• Problem details
The data below contains pictures, which are to be skipped; the lines starting at the line with "Target: brown volcanic soil" and ending at the line with "Target: woman with dark hair" are to be output exactly, both ends included.

• Material for the task
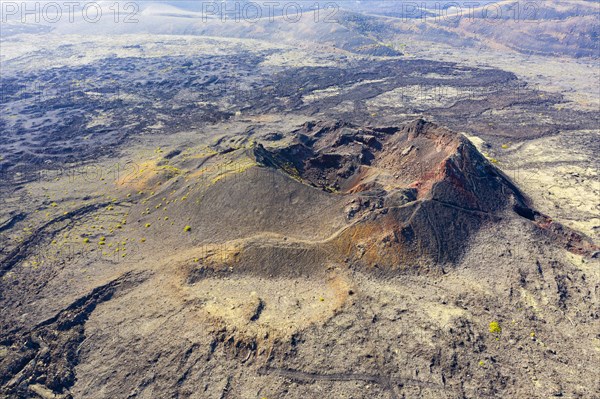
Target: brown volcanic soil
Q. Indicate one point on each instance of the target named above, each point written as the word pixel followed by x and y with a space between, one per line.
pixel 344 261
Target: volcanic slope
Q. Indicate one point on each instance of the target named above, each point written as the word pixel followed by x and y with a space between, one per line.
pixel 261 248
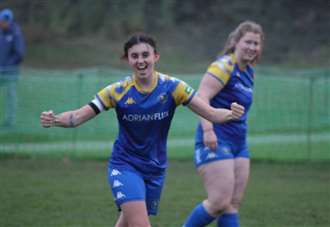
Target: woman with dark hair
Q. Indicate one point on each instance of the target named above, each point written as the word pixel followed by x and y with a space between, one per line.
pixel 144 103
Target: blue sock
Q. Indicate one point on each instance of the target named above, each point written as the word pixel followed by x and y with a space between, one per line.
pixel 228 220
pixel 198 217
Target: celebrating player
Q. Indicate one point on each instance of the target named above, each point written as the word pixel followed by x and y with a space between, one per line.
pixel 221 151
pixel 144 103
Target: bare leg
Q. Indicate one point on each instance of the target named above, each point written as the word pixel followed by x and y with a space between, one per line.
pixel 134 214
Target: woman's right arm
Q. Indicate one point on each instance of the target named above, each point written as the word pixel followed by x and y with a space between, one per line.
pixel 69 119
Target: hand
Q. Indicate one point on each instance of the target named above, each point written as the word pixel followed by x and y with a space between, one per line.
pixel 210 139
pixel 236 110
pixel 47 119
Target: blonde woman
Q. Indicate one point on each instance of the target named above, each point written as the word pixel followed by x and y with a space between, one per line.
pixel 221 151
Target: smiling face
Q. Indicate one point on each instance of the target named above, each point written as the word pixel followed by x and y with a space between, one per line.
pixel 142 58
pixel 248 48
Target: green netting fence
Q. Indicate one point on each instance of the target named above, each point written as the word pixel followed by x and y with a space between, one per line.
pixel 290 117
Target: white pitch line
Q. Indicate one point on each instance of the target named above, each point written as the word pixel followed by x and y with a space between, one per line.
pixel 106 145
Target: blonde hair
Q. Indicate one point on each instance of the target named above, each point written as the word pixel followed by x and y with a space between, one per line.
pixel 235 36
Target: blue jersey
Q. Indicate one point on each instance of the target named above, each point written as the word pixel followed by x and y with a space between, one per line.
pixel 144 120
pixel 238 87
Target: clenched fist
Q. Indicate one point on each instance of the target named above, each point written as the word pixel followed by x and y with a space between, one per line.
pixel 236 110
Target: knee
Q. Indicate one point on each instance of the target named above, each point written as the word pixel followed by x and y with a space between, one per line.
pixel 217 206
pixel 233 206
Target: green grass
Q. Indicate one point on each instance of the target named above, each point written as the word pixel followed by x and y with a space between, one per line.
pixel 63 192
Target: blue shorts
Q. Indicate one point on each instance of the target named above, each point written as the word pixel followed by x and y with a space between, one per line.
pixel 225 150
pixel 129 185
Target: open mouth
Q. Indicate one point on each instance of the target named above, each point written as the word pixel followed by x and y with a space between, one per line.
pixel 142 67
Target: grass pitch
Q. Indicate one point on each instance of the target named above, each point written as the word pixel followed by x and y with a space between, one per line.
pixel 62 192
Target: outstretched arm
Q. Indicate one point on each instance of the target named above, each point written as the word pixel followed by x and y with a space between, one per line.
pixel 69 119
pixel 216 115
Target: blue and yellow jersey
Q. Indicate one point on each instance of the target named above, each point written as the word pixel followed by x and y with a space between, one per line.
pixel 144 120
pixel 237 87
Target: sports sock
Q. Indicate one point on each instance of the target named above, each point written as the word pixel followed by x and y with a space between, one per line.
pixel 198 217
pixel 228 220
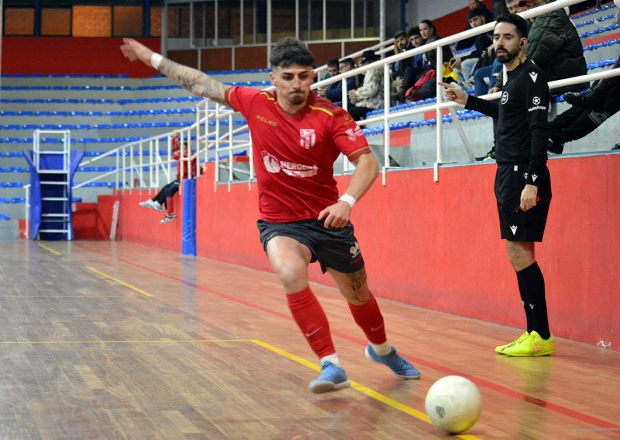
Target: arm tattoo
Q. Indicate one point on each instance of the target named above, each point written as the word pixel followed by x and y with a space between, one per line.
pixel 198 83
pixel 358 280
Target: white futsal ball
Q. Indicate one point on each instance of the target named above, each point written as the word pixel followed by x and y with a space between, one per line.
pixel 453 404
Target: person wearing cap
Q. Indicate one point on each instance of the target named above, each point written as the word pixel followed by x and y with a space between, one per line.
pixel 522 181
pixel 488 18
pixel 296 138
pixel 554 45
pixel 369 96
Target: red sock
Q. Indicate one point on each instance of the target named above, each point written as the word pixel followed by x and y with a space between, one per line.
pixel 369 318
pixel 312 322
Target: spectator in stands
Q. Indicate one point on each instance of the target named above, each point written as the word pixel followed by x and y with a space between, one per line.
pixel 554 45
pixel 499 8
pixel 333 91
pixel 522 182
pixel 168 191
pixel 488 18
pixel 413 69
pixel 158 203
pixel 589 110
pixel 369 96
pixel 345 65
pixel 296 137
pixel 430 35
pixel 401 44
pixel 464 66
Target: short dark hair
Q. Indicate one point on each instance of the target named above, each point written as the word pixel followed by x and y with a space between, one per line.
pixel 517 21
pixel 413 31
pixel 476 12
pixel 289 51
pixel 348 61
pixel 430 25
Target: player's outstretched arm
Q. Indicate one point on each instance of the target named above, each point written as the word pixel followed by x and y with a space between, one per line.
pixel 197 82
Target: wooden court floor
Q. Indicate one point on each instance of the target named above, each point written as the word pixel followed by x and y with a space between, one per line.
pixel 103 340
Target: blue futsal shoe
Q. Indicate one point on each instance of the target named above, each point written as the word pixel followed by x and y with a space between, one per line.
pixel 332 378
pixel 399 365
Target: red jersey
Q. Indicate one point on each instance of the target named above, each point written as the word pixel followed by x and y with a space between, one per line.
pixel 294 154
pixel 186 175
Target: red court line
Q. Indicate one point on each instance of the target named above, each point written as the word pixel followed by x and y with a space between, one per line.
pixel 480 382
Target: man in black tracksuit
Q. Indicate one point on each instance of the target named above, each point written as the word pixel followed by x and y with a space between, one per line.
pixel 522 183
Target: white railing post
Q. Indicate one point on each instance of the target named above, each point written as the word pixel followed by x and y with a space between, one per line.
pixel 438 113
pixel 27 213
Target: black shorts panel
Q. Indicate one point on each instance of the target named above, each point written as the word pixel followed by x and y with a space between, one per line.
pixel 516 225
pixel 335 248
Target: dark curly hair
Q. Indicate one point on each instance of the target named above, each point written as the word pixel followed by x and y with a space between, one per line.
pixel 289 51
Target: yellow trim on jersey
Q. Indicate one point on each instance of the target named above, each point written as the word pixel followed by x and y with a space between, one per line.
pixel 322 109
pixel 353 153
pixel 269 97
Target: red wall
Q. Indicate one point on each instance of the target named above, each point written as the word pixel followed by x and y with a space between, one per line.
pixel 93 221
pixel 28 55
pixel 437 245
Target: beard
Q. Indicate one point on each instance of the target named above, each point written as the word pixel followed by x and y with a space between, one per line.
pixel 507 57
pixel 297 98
==
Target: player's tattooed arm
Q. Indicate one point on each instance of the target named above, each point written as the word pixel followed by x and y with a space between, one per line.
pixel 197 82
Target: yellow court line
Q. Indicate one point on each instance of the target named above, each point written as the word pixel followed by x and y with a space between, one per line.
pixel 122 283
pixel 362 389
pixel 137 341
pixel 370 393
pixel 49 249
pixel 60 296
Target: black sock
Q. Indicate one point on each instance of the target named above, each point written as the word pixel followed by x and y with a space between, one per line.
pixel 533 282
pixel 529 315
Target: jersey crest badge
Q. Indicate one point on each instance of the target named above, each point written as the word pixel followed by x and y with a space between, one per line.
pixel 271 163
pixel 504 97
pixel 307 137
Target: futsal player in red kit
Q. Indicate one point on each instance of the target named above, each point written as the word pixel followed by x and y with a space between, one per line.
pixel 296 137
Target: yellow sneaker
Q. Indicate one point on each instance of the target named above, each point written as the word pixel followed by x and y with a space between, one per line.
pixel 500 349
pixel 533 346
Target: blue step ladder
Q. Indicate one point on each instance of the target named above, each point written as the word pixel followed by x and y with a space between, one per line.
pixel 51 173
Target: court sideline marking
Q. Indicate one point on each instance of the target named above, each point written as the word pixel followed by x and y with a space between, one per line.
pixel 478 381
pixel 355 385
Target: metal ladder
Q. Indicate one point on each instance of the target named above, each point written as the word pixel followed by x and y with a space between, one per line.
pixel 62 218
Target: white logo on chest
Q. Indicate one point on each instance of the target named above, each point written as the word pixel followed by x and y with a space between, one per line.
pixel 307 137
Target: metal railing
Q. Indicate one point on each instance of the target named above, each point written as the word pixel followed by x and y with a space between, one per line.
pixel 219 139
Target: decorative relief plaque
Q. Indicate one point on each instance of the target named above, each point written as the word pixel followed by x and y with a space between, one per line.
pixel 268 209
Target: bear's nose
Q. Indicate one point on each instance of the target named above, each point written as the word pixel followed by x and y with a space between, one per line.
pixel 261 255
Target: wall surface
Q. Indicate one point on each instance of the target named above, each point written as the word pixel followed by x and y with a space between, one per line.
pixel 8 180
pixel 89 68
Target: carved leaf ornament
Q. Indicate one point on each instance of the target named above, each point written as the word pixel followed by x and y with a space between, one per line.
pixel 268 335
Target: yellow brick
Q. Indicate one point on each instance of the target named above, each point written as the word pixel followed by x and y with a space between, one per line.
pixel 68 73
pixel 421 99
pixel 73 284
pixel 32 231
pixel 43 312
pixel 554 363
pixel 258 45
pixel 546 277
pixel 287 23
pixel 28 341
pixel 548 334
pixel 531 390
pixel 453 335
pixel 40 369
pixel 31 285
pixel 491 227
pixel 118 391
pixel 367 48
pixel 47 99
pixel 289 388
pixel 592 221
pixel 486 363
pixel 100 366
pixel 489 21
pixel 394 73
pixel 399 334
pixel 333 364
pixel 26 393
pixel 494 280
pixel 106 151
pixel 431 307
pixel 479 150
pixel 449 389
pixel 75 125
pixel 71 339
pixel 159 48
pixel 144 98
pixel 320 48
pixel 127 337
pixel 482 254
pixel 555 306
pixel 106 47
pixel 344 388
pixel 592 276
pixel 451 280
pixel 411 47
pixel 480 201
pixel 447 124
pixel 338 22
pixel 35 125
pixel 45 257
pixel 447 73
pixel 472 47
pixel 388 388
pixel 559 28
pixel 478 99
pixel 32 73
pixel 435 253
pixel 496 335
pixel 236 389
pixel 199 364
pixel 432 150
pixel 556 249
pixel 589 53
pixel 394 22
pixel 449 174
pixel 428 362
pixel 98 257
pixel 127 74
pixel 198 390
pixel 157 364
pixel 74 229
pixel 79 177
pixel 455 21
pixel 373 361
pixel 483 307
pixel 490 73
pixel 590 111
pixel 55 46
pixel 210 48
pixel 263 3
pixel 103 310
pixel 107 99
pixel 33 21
...
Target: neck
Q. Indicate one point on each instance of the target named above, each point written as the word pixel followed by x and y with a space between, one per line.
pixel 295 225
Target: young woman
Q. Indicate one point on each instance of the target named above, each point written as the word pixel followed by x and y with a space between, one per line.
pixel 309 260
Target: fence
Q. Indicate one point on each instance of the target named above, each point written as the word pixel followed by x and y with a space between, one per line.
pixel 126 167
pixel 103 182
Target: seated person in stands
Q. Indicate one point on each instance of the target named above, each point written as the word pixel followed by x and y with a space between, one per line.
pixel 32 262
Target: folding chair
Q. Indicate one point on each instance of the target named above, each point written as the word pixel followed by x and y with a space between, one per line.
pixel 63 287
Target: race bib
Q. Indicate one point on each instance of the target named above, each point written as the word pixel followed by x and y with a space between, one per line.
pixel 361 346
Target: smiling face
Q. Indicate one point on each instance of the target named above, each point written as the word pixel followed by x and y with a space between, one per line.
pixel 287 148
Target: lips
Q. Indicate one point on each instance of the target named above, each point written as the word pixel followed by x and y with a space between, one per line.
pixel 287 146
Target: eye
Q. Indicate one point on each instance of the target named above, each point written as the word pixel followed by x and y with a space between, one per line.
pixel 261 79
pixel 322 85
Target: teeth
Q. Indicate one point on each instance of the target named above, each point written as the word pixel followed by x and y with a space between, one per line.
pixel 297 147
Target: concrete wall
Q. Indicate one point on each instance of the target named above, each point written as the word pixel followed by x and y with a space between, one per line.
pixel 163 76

• Answer to this task
Target: brown volcanic soil
Q. Indicate one point on each instance of the target named above, each point written as the word pixel followed by x and y with a space between, one per line.
pixel 344 261
Target: volcanic slope
Q. Indicate one point on each instance of the target named above, each point written as the word pixel followed by x and y with a space between, one per line.
pixel 261 248
Target: woman with dark hair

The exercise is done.